* Set task:
Reproduce each of the following lines word for word.

* Material provided:
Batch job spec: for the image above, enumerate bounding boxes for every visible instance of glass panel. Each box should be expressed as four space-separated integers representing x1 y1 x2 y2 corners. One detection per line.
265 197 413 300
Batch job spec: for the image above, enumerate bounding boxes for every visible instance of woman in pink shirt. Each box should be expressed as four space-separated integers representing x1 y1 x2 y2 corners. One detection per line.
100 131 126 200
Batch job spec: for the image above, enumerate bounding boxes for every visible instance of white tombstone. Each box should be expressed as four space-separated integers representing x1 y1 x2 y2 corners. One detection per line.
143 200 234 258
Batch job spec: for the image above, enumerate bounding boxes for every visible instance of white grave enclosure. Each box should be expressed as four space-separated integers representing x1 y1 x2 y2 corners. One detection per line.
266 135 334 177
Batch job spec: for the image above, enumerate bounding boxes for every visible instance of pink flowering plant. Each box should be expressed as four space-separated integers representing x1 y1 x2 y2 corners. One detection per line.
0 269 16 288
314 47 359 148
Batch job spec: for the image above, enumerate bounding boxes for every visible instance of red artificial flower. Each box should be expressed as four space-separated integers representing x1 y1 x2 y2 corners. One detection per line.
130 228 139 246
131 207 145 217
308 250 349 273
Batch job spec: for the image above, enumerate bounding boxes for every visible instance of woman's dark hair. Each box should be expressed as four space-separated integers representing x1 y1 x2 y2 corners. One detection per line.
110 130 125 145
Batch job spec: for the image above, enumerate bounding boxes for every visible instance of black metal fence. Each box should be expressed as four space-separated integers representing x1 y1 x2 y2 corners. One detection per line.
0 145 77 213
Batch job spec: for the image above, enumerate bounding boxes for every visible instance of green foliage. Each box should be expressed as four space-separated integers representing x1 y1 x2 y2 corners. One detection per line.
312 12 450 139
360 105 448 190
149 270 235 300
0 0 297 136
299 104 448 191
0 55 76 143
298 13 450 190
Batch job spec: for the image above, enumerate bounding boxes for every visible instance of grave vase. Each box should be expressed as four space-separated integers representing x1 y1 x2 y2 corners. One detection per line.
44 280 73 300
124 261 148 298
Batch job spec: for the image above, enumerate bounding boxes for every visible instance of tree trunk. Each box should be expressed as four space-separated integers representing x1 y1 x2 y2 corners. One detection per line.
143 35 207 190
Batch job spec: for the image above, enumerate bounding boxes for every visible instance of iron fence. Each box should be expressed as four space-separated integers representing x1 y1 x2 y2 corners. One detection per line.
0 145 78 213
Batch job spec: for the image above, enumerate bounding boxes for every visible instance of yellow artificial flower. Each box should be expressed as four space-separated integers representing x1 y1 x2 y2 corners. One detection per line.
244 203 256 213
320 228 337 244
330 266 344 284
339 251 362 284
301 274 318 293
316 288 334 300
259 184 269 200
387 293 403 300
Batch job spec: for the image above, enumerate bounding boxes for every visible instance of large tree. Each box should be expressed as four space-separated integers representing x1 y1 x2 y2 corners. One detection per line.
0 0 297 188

* Complete answer:
Batch job spec: for the image above, enumerate bounding boxes for every visible instance of glass panel. Each box should be expressed as four space-separated integers representing x1 y1 x2 y2 corners. One detection per line.
265 197 413 300
Batch job spec: for the image above, enumerate bounding boxes for every visible instance of woman in pink shirt. Each box should be expressed as four space-separated integers representing x1 y1 x2 y2 corners. One detection per line.
100 131 126 200
Batch job spec: for the image above, enumerate bounding boxes for every visible instance of white tombstone. Each box should be expressed as four space-separated integers representing x1 y1 x2 y2 corners. One detection per line.
143 200 234 258
Batch job spec: for the image above, enumerate bounding boxes for every visible instance of white grave enclosure. Each box should be expressed as four space-separated integers representing x1 y1 x2 y2 corners. One detection per line.
266 135 334 177
Batch job spec: for the image above, enumerate bounding boxes for every visible instance of pink flowering plant. Each box should be expressed as four space-separated integers representing x1 y1 x2 y2 corners. One detection per line.
0 269 16 288
314 47 359 148
Batch job spec: for the image above, enumerate bounding boxes for every visible instance of red artificial flower. Each box should be expressed as four space-separated integers representing x1 y1 x2 y2 corners. One detection per line.
130 228 139 246
131 207 145 217
308 250 349 273
Batch job spec: for the image above, enumerate bounding boxes for every visible instance of woman's dark hair. Each box should be expressed as four space-separated integers representing x1 y1 x2 y2 corners. One detection per line.
110 130 125 145
Batch job spec: for the image above, enumerate bounding boxes for every visible instance of black metal fence. Each box should be expressed as four space-separated integers representing x1 y1 x2 y2 corners. One detection per line.
0 145 77 213
Batch job spec: for the image above, enumerate bounding boxes for every visible instance of green foliage. Each box should be expressed as four space-separated integers representing x1 y1 x2 y2 corners. One detection per line.
312 12 450 139
360 105 448 190
149 270 235 300
0 0 297 136
299 104 448 191
0 55 76 143
298 13 450 190
Batch job spec: for the image above, enumerate bounding boxes for every visible instance of grave vase. Each box should be expressed as four space-separated integers representing x1 y1 x2 y2 corners. One detection per line.
44 280 73 300
124 261 148 298
Batch job spec: for the image above, enumerate bounding boxes for every visible instance of tree trunk. Each box should be expressed as four space-separated integers representing x1 y1 x2 y2 corners. One detection per line.
143 35 207 190
Batch job spec: for the image above, enumerate bounding boxes for every visible instance of iron fence. Each box should be expressed as four space-separated integers representing x1 y1 x2 y2 corners. One detection per line.
0 145 78 213
Batch job spec: for the image above, enumerate bounding boxes for every visible instance of yellow artificial flower. Each box should be expressed as four space-separated integers representing x1 y1 x2 y2 corners. One detection per line.
244 203 256 213
320 228 337 244
330 266 344 284
339 251 362 284
301 274 318 293
316 288 334 300
259 184 269 200
387 293 403 300
Batch job spec: for the image above, enumerate bounding boxes for every visible instance of large tree. Each box should be expressed as four space-separated integers representing x1 y1 x2 y2 corners. One detection per line.
0 0 297 188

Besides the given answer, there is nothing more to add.